Direction:
Rename "orange life jacket" as "red life vest" in the lines starting at the one that contains "Where can the person" and ending at the last line, and give only those lines, otherwise unchanged.

Dataset extract:
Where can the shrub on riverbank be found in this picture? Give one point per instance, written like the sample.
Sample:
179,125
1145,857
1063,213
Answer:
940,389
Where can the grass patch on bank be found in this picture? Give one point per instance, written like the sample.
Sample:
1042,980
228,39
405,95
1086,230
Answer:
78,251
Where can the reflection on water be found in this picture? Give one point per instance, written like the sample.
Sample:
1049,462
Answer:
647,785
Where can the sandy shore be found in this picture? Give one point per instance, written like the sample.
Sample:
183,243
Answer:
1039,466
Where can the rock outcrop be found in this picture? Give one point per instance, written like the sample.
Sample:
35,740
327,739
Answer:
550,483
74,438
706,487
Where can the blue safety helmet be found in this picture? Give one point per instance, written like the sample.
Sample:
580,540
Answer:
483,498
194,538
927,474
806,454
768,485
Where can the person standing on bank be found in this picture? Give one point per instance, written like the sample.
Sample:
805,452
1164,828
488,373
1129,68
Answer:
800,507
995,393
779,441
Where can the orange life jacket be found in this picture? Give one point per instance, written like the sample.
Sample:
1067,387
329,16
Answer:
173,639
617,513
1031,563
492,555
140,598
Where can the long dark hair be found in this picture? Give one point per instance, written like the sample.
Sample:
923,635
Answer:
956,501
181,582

Response to this exercise:
Where can the person standing on bank be found in this picture? Give one point per instance, written like the sample.
Sample:
805,452
1164,828
488,373
1129,68
Answer:
800,507
995,393
779,441
Where can the red life vest be found in this picture? Give one point per instance, written like the sample.
Sample:
1067,387
329,16
Answer:
173,639
617,513
1031,563
492,555
140,598
Where can the long dark hair be found in this picture? Give one point per instance, written like the sample.
Sample:
923,635
Answer:
956,501
181,582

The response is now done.